## Arbeitsauftrag
Gib aus dem Textauszug über Welt und Christentum einen Abschnitt wörtlich wieder. Setze bei den Worten „Wir brauchen einen besseren“ ein und ende nach „ihm dienen können.“.

## Textauszug
★ ★ ★ ★ ★ ★ ★

Dann kann ich sogar mit Paulus sagen: Ich bin der Welt gekreuzigt, und die Welt ist mir gekreuzigt (Galater 6,14). Welt und Christentum schließen sich in gewisser Weise wie Feuer und Wasser aus. Das sind entgegengesetzte Pole, die man nicht miteinander vereinen kann, wenn man Welt so versteht, wie wir es eben definiert haben – die Dinge, die wir ohne Gott genießen wollen. Das geht nicht.
Abschließende Gedanken: Leben aus Dankbarkeit und Hingabe
Damit komme ich zum Schluss. Wir wollen aber noch einen letzten Gedanken mitnehmen: Es ist nicht genug, nur gegen das weltliche Leben zu sein und zu sagen, dass wir dieses und jenes bekämpfen.
Wir brauchen einen besseren Lebensinhalt, als nur gegen die Welt zu sein. Es reicht nicht, sich nur von diesem fernzuhalten, jenes nicht zu tun, dort nicht hinzugehen und das nicht zu machen. Das ist zu wenig.
Wir brauchen einen größeren, umfassenderen Lebensinhalt. Wir wollen aus Dankbarkeit und Liebe dem dienen, der diese Welt überwunden hat. Der niemals heimlich Honig aus dem Bauch des toten Löwen genommen hat, sondern alles mit Gott, seinem Vater, hier auf dieser Erde gelebt und auch genossen hat.
Lasst uns nicht in irgendeiner apostolischen Liege schlafen und meinen, wir könnten dort die frommen Däumchen drehen. Lasst uns selbst auch aus Liebe und Dankbarkeit unserem Herrn dienen. Damit überwinden wir die Welt noch mehr und freuen uns, dass wir ihm dienen können.

★ ★ ★ ★ ★ ★ ★

## Bereitgestelltes Material
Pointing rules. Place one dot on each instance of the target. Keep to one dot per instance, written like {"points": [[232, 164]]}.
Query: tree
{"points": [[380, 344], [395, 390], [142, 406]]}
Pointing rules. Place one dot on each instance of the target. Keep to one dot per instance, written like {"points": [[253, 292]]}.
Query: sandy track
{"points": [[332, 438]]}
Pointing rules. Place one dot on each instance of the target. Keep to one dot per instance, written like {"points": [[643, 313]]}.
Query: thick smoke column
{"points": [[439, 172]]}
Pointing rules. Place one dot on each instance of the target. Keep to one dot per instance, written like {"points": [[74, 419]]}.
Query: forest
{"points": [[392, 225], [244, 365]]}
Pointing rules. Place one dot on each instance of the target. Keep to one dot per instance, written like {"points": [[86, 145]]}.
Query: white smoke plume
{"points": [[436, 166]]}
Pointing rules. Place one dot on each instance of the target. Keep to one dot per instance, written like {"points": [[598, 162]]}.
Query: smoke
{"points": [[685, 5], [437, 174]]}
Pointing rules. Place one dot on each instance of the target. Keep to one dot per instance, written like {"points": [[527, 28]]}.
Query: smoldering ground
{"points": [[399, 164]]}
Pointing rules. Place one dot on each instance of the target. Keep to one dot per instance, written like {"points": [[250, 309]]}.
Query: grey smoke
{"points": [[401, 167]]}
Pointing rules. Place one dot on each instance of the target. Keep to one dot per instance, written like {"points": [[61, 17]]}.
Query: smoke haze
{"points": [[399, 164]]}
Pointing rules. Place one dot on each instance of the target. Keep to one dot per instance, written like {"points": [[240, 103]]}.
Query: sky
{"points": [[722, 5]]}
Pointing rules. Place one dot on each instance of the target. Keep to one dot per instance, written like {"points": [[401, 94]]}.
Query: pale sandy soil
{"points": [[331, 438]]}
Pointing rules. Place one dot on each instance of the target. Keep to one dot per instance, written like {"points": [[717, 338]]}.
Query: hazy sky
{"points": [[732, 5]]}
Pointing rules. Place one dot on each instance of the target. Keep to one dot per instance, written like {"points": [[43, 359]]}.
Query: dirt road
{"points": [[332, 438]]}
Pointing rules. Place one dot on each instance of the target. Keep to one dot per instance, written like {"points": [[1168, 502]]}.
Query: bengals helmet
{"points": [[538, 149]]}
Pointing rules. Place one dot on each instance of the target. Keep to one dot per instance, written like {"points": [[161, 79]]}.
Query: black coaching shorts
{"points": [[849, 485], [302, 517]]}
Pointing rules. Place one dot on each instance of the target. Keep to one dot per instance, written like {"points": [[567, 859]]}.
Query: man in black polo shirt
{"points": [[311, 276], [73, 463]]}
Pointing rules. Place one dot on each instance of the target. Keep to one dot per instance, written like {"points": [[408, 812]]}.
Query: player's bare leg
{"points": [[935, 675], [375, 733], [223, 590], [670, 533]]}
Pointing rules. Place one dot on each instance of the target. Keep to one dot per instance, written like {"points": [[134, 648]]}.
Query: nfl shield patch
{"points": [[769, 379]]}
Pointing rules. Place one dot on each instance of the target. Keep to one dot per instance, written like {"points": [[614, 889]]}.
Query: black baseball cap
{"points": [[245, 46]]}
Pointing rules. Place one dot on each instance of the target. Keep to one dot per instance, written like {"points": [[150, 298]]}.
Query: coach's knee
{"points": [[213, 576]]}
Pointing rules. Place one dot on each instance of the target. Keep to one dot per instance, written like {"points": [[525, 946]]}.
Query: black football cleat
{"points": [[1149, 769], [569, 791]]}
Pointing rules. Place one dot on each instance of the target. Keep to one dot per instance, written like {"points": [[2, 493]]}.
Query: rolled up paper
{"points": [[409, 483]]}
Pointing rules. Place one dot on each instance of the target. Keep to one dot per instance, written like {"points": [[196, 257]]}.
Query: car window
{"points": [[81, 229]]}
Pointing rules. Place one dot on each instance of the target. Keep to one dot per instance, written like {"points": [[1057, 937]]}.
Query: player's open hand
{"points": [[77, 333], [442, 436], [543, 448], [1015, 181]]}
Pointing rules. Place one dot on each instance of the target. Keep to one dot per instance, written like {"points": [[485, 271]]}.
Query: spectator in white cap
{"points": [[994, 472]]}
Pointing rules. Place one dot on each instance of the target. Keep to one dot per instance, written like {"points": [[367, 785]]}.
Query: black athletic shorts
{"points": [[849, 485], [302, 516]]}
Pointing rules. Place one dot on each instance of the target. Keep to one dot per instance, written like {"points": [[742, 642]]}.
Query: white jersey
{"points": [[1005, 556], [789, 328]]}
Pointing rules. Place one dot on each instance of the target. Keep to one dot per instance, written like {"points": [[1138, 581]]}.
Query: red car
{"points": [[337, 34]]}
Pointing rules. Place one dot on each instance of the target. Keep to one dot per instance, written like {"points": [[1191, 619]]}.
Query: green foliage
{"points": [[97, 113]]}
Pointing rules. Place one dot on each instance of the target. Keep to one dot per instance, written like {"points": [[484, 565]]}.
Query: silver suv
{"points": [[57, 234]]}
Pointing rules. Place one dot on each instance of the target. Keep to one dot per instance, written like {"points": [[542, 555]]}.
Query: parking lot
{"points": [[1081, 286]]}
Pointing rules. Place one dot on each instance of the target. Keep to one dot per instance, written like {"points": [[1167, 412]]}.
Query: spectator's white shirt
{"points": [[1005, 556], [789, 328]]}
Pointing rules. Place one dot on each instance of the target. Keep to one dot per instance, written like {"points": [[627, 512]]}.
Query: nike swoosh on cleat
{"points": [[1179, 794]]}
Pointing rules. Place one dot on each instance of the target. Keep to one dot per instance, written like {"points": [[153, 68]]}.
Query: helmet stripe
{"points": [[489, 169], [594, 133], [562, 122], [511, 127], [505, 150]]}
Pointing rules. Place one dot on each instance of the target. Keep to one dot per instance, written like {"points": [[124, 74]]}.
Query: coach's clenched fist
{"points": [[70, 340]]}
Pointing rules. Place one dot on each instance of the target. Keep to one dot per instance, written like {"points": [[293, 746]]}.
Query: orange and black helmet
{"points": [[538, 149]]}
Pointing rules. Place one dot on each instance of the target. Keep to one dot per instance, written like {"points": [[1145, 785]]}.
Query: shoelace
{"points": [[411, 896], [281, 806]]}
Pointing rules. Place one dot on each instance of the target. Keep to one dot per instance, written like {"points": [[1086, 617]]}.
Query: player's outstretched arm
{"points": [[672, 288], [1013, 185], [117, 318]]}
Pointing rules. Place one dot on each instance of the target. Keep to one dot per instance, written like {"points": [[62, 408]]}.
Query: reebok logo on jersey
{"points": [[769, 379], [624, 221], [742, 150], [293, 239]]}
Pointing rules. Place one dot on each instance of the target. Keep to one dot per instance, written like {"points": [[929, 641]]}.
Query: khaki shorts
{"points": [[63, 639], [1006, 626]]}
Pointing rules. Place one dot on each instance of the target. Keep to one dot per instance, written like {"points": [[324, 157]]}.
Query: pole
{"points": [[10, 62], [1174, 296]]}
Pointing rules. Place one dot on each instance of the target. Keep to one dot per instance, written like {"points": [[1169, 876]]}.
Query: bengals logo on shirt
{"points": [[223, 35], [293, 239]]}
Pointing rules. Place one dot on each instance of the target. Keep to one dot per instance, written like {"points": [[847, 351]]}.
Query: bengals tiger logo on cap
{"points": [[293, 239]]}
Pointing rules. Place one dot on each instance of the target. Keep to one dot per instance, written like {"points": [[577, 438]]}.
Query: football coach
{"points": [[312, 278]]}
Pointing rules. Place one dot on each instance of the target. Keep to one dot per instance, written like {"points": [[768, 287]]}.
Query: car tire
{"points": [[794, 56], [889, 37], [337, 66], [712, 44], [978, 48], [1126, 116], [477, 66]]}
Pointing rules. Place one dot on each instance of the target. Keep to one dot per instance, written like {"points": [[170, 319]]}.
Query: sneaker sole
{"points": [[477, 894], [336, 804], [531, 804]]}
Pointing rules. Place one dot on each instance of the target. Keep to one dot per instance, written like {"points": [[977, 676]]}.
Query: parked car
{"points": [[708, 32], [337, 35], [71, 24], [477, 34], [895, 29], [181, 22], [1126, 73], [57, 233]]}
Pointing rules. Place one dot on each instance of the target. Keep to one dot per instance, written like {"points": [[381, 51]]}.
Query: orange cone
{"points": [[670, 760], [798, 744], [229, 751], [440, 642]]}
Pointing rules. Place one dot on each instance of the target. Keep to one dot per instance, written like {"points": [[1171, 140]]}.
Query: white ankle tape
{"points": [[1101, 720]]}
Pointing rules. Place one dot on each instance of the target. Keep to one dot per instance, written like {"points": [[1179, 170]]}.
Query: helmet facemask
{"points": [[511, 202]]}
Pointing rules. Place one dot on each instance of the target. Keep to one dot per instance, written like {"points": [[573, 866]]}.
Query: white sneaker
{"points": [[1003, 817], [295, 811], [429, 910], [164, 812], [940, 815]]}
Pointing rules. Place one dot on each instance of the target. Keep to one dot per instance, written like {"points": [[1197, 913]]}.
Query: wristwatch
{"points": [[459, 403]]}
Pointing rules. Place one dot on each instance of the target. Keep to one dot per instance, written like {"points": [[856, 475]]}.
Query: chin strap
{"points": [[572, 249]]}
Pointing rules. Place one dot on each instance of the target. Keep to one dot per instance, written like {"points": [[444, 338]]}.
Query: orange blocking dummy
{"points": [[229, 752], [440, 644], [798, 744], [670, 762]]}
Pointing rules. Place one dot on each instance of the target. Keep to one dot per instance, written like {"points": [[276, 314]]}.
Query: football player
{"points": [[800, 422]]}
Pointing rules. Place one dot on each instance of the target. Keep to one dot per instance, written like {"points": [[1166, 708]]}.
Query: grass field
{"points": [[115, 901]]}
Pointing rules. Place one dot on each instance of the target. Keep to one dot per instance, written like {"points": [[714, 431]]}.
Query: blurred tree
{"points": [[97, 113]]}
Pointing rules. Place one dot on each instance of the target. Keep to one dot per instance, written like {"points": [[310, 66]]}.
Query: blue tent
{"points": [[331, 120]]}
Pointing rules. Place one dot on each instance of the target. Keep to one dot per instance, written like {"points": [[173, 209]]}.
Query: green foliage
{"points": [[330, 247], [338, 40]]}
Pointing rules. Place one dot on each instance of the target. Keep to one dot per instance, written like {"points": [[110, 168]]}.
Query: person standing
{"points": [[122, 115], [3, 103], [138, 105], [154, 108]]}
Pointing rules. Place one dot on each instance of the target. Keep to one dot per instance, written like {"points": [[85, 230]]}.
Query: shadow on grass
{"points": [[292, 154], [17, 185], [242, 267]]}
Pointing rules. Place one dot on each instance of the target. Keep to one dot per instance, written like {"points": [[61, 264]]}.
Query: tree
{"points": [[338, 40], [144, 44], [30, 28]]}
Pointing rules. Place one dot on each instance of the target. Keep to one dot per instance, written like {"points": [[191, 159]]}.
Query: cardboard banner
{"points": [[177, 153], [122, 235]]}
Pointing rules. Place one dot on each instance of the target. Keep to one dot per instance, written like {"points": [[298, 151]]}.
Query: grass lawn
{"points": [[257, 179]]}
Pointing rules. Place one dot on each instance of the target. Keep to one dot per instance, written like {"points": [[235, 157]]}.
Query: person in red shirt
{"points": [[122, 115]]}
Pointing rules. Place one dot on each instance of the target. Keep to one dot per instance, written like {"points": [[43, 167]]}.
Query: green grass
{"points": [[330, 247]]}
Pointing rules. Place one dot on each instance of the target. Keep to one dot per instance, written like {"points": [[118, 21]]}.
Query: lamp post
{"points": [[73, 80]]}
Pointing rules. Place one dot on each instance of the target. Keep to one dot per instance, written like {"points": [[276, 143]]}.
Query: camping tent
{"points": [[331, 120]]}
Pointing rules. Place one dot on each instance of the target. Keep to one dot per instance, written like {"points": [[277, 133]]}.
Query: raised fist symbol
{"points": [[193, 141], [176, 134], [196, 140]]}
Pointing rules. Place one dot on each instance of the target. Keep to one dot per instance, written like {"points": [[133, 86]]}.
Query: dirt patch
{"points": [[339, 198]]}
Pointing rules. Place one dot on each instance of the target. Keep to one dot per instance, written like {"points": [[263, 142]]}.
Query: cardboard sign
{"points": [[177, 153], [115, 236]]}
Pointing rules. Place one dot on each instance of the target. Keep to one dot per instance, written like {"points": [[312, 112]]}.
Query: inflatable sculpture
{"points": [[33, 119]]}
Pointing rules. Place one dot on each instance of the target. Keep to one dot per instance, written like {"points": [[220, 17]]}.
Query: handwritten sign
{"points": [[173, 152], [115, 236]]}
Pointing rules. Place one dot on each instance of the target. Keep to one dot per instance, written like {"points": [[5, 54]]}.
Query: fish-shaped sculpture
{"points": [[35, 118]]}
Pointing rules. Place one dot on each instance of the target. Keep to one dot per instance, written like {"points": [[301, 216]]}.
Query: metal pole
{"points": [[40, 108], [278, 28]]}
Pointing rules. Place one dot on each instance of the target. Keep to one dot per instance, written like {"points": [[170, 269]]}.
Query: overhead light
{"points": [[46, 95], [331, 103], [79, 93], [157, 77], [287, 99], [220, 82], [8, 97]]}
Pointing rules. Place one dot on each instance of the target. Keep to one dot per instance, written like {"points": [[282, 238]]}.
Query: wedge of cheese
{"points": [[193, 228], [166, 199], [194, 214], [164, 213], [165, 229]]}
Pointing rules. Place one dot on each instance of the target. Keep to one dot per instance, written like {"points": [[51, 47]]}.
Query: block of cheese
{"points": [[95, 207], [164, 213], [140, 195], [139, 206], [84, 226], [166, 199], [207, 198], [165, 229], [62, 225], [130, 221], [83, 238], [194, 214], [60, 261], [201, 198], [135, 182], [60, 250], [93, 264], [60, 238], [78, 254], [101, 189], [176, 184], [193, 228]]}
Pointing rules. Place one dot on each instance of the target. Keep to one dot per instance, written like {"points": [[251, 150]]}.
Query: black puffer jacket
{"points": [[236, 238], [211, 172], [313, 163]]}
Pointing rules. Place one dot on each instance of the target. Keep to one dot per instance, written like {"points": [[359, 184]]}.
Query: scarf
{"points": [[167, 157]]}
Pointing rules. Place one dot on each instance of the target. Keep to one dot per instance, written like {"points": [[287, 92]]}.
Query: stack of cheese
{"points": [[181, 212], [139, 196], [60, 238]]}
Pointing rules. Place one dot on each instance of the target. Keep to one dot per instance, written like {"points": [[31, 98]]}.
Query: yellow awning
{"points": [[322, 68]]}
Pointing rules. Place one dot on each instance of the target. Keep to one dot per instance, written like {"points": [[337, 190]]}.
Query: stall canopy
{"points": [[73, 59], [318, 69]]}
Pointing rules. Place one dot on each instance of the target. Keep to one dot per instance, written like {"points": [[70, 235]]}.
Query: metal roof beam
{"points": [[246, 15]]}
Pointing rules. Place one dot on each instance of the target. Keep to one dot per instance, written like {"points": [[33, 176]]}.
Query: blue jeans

★ ★ ★ ★ ★ ★ ★

## Bearbeitete Aufgabe
Wir brauchen einen besseren Lebensinhalt, als nur gegen die Welt zu sein. Es reicht nicht, sich nur von diesem fernzuhalten, jenes nicht zu tun, dort nicht hinzugehen und das nicht zu machen. Das ist zu wenig.
Wir brauchen einen größeren, umfassenderen Lebensinhalt. Wir wollen aus Dankbarkeit und Liebe dem dienen, der diese Welt überwunden hat. Der niemals heimlich Honig aus dem Bauch des toten Löwen genommen hat, sondern alles mit Gott, seinem Vater, hier auf dieser Erde gelebt und auch genossen hat.
Lasst uns nicht in irgendeiner apostolischen Liege schlafen und meinen, wir könnten dort die frommen Däumchen drehen. Lasst uns selbst auch aus Liebe und Dankbarkeit unserem Herrn dienen. Damit überwinden wir die Welt noch mehr und freuen uns, dass wir ihm dienen können.